# DESCRIPTION OF THE TASK:
Here are some records. Copy each one exactly.

# SUPPLIED MATERIAL:
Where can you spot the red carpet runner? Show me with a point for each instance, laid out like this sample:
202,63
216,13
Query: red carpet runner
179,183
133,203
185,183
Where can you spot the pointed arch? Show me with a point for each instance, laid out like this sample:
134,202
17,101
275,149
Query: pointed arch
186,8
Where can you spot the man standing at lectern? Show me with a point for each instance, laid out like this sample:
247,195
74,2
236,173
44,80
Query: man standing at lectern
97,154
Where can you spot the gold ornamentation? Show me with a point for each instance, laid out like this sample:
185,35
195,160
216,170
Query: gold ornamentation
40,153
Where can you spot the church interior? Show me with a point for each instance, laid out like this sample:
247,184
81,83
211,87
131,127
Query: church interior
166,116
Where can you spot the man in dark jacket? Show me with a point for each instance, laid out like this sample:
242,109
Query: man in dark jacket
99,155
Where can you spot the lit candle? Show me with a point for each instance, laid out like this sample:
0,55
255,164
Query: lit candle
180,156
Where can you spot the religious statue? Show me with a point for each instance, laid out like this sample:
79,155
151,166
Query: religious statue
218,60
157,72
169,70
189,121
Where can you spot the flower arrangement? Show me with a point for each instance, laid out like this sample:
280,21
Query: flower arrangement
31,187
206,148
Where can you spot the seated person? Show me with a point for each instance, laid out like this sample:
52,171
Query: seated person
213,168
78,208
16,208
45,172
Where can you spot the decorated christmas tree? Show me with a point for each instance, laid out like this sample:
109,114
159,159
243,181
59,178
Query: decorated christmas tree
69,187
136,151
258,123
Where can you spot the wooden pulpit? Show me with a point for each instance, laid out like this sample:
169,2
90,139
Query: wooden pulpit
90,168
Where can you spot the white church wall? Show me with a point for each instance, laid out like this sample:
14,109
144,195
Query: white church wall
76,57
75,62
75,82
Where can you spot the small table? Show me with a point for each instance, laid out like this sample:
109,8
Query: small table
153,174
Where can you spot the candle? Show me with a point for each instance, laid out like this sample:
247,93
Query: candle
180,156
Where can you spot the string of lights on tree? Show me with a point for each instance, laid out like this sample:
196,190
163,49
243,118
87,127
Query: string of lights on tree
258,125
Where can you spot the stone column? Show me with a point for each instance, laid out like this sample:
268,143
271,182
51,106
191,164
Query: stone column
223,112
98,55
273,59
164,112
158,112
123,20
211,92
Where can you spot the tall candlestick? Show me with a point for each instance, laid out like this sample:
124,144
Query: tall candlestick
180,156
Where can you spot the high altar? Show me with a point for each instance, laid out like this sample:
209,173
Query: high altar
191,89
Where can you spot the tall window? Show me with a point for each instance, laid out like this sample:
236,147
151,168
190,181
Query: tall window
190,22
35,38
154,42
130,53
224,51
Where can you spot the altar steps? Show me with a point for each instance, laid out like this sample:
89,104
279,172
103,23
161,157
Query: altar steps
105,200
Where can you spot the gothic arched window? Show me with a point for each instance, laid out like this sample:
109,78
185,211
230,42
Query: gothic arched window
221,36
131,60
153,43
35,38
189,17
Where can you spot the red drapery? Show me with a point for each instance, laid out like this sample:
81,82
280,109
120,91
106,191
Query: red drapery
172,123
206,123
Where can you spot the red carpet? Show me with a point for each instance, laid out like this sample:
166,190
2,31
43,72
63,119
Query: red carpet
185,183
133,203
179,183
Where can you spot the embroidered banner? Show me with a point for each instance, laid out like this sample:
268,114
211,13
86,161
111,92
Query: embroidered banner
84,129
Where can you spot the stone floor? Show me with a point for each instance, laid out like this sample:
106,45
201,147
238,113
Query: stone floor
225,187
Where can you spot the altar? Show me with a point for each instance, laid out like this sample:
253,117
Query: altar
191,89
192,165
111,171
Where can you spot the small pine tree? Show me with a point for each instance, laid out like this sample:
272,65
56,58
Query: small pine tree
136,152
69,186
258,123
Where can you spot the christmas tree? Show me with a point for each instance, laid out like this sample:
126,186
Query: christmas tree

# ANSWER BOX:
Where can you spot the red carpet runner? Show me with a point for each instance, laid out like this sample:
202,63
216,13
Query: red carpet runner
179,183
133,203
185,183
Where can you spot the pointed arch? Show me with a point for each instance, laid out like this sample:
134,202
17,101
275,149
Query: pointed arch
186,8
Where can you spot the man standing at lectern? Show me with a point for each instance, laid out like this sample:
247,195
74,2
236,173
44,80
Query: man standing at lectern
97,154
Where can you spot the gold ornamentation? Show me with a point for each instance, laid out like this sample:
185,35
195,160
216,170
Query: gold ornamentation
40,153
Where can you spot the church interior? Show me with a point for each instance, laid out like this sample:
247,184
81,83
211,87
131,127
Query: church interior
166,116
Where can you spot the man in dark jacket? Show me with a point for each instance, laid out like this sample:
242,109
Query: man in dark jacket
99,155
Where can you spot the lit candle? Show me with a point for each instance, laid out like this sample:
0,55
255,164
Query: lit candle
180,156
Where can you spot the religious statue? Show me with a point for each instance, laid out like this sample:
79,155
151,166
Query: religious statue
218,60
157,72
169,70
189,121
Where can you spot the flower arrangement? Show me with a point for each instance, laid out like this sample:
280,21
Query: flower arrangement
31,187
206,148
Where can you spot the seated person? Show me with a point for each instance, laid out like this sample:
52,171
Query: seated person
213,168
78,208
16,208
45,172
Where can you spot the decorated christmas tree? Show me with a point for each instance, laid out like this sample:
109,114
159,159
243,181
59,178
Query: decorated christmas tree
69,187
136,151
258,123
Where can you spot the wooden pulpit? Show me with a point for each instance, laid out like this sample:
169,2
90,139
Query: wooden pulpit
90,168
Where can you spot the white church wall? Show me with a point for each instance, laid out like this sample:
14,109
144,195
Query: white church wall
76,57
75,62
75,82
Where can you spot the small table? Show me with a point for each instance, laid out like this sample:
109,8
Query: small table
153,174
Where can you spot the candle? Show me with a point for each instance, laid out like this sample:
247,93
Query: candle
180,156
Where can you spot the string of lights on tree? Show me with a point for each instance, laid out like this sample:
196,190
163,49
243,118
87,127
Query: string of lights on tree
258,125
Where can you spot the stone column? Show me with a point for each instance, laid out like this sample:
268,143
271,182
51,106
191,164
Query: stone column
223,112
98,55
273,59
164,112
158,112
123,20
211,92
Where can you spot the tall candlestick? Show me with a point for each instance, laid out like this sample:
124,144
Query: tall candlestick
180,156
Where can you spot the high altar? Show me with a point for each instance, laid out like this sample:
209,173
Query: high altar
191,89
Where can you spot the tall window? Show me with a point for each instance, laid out like this sample:
236,147
151,168
190,181
Query: tall window
190,22
35,38
154,42
130,53
224,51
Where can you spot the altar steps? Show me with a point for each instance, laid out like this sample:
89,104
279,172
103,23
161,157
Query: altar steps
105,200
Where can you spot the gothic arched window? Show me with a point for each instance, laid out like this sample:
109,78
185,211
230,42
Query: gothic arched window
221,36
131,60
153,43
35,38
189,17
Where can you spot the red drapery? Show me with a point for each instance, laid out like this sample:
81,82
280,109
120,91
106,191
Query: red drapery
172,123
206,123
Where can you spot the red carpet? Show me with a point for each instance, laid out like this sample:
166,190
2,31
43,72
63,119
Query: red carpet
185,183
133,203
179,183
Where can you spot the embroidered banner? Show me with a point for each instance, laid out like this sample:
268,114
211,13
86,161
111,92
Query: embroidered banner
84,129
Where can you spot the stone floor? Show me with a point for each instance, laid out like this sample:
106,45
201,147
238,113
Query: stone floor
225,187
Where can you spot the altar? Show me with a point for each instance, laid out like this sample:
253,117
Query: altar
191,89
192,165
111,171
Where can you spot the small pine tree? Show me with a point for each instance, laid out like this sample:
272,65
56,58
Query: small pine tree
136,152
69,186
258,123
Where can you spot the christmas tree? Show me with a point for each instance, laid out like this sample:
126,186
Query: christmas tree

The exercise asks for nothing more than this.